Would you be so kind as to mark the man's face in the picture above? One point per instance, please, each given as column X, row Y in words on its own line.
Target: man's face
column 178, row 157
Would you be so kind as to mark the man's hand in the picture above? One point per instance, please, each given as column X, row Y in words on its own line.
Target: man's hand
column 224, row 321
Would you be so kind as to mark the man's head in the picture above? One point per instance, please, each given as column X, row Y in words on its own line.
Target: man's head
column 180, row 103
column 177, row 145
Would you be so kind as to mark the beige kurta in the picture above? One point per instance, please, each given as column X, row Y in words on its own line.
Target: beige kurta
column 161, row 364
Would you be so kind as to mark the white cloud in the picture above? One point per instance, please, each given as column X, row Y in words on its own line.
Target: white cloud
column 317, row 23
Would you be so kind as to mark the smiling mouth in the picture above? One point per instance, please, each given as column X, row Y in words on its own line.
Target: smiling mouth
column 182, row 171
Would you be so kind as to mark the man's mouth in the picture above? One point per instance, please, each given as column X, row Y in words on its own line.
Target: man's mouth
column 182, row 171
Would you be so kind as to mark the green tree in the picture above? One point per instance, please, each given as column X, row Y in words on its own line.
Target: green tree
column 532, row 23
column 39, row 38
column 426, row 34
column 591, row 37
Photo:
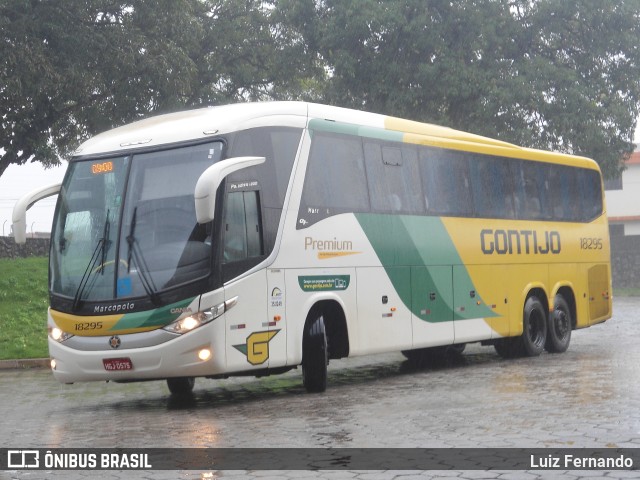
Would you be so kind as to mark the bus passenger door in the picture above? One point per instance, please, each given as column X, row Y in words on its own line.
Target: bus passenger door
column 432, row 300
column 276, row 318
column 247, row 325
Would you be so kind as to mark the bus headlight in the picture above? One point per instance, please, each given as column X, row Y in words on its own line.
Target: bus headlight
column 196, row 320
column 59, row 335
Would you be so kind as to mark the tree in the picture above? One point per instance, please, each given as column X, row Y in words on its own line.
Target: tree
column 70, row 69
column 551, row 74
column 74, row 68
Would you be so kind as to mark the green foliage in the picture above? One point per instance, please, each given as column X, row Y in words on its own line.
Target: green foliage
column 23, row 308
column 551, row 74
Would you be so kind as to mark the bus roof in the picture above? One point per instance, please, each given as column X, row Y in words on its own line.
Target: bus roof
column 203, row 123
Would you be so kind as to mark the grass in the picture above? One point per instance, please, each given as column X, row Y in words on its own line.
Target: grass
column 23, row 308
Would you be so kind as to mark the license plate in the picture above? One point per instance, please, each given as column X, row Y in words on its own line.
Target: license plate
column 117, row 364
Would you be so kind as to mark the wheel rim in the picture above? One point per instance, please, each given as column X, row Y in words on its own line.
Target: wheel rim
column 561, row 325
column 536, row 328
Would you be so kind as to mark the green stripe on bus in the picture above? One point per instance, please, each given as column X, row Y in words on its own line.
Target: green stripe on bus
column 154, row 318
column 422, row 245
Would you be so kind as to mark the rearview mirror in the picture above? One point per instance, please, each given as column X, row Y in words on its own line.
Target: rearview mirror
column 19, row 217
column 210, row 180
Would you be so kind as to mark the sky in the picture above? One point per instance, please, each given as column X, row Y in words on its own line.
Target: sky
column 18, row 180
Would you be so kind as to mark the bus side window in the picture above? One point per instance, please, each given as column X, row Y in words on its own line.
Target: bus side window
column 242, row 227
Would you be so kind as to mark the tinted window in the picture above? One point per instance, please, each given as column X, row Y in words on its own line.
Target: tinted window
column 492, row 187
column 445, row 179
column 242, row 235
column 336, row 178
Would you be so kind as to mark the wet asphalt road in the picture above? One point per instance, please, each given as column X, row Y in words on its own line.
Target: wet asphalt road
column 586, row 397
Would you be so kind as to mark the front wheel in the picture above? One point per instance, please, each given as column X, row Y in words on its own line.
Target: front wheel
column 559, row 327
column 315, row 357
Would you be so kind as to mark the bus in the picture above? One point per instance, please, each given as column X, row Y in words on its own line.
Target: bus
column 253, row 238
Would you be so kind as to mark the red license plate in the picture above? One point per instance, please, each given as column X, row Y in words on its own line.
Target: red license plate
column 117, row 364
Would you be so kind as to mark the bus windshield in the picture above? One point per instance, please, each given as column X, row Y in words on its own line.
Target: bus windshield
column 125, row 227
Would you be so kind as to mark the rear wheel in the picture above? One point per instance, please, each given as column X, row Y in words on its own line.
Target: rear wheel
column 534, row 333
column 559, row 326
column 181, row 385
column 315, row 357
column 534, row 324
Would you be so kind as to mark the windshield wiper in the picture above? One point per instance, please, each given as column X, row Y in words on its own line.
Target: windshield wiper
column 100, row 252
column 143, row 268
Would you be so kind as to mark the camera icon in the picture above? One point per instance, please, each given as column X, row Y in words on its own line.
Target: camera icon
column 23, row 459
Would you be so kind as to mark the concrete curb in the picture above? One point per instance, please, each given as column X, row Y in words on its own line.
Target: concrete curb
column 23, row 364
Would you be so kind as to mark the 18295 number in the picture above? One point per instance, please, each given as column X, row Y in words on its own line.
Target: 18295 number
column 88, row 326
column 589, row 243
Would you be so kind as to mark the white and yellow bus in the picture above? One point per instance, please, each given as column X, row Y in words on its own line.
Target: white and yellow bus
column 254, row 238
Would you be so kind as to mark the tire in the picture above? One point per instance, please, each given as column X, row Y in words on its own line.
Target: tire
column 315, row 357
column 534, row 328
column 559, row 326
column 181, row 385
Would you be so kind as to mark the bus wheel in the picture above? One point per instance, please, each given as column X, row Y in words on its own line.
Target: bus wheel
column 315, row 357
column 181, row 385
column 534, row 325
column 559, row 327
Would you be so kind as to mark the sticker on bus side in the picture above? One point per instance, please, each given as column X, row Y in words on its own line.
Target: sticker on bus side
column 324, row 283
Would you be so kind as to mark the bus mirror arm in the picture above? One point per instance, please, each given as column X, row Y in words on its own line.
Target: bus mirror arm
column 19, row 217
column 210, row 180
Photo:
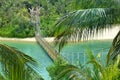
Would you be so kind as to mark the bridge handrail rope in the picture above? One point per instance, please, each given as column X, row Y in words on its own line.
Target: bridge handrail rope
column 35, row 19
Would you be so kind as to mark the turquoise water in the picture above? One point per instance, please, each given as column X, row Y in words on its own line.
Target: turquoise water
column 76, row 52
column 73, row 52
column 35, row 51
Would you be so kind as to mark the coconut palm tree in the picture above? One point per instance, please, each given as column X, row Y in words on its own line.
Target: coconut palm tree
column 16, row 65
column 88, row 19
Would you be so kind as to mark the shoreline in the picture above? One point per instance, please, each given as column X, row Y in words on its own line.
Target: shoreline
column 32, row 39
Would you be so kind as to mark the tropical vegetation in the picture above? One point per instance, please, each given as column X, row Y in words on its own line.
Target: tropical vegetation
column 80, row 19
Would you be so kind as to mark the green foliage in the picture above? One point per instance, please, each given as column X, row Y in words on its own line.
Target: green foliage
column 95, row 71
column 16, row 65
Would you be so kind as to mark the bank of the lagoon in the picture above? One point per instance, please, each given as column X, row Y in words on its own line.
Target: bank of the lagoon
column 49, row 39
column 73, row 52
column 35, row 51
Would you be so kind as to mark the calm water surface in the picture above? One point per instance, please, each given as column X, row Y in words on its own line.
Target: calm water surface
column 73, row 52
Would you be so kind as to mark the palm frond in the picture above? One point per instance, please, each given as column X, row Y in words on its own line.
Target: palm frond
column 87, row 22
column 14, row 64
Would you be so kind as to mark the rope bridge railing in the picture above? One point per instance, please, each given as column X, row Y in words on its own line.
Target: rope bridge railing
column 35, row 19
column 76, row 56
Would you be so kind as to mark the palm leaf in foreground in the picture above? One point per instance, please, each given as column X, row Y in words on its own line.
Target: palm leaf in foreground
column 82, row 23
column 15, row 64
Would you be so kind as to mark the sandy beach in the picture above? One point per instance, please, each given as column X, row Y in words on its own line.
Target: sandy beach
column 49, row 39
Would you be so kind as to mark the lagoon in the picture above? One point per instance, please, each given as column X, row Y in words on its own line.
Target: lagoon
column 73, row 52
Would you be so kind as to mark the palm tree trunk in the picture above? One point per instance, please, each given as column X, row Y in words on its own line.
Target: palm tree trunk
column 115, row 49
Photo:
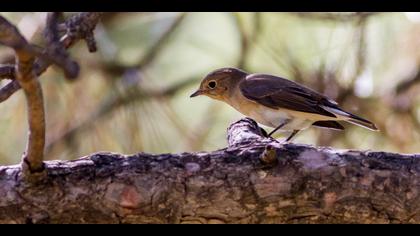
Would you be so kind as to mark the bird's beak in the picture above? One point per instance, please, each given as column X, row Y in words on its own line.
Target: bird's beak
column 196, row 93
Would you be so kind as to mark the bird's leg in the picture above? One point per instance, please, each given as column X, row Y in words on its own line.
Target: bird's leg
column 264, row 133
column 278, row 127
column 292, row 135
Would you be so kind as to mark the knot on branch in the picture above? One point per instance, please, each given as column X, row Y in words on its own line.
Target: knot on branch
column 82, row 26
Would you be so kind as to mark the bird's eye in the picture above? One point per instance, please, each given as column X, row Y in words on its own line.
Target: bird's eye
column 212, row 84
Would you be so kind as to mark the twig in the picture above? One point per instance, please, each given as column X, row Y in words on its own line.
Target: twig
column 56, row 50
column 10, row 36
column 89, row 20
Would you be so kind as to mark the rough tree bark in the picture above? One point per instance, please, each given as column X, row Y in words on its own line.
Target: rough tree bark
column 253, row 180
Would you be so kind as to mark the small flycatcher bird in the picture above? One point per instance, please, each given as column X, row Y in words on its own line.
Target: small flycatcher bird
column 276, row 102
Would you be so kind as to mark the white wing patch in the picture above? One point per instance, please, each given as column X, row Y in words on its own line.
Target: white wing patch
column 336, row 112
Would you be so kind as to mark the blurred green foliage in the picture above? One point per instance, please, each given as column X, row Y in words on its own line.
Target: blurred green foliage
column 133, row 94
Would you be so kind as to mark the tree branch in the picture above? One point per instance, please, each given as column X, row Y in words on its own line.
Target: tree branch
column 231, row 185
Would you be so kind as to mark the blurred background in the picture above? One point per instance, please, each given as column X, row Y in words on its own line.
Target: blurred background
column 133, row 94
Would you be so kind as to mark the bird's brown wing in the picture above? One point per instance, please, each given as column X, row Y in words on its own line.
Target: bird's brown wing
column 276, row 92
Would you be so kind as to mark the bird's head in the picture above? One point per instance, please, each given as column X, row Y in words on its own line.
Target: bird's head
column 220, row 83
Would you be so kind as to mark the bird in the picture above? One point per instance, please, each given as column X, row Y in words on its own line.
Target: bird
column 276, row 102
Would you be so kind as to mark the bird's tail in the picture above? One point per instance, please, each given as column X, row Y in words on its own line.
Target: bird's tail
column 357, row 120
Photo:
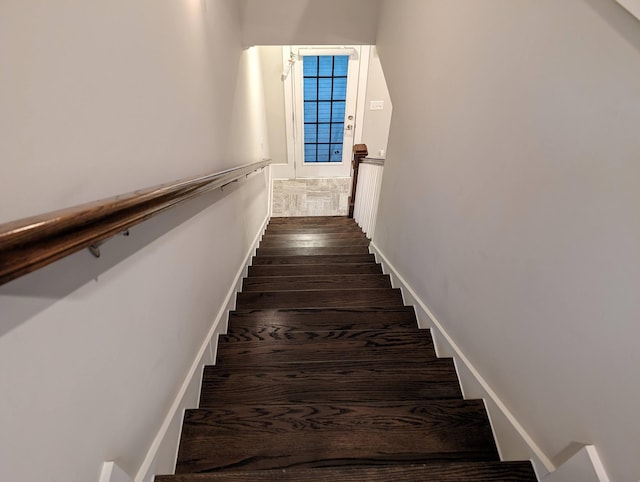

* _THE EXERCISE_:
Please set down again, unchanged, the lines running from the start of the records through the line that contains "column 178, row 157", both ends included.

* _EXERCISE ANSWER_:
Would you be so kind as to mark the man's face in the picture above? One point per instance, please, each given as column X, row Y in words on its own line.
Target: man's face
column 178, row 157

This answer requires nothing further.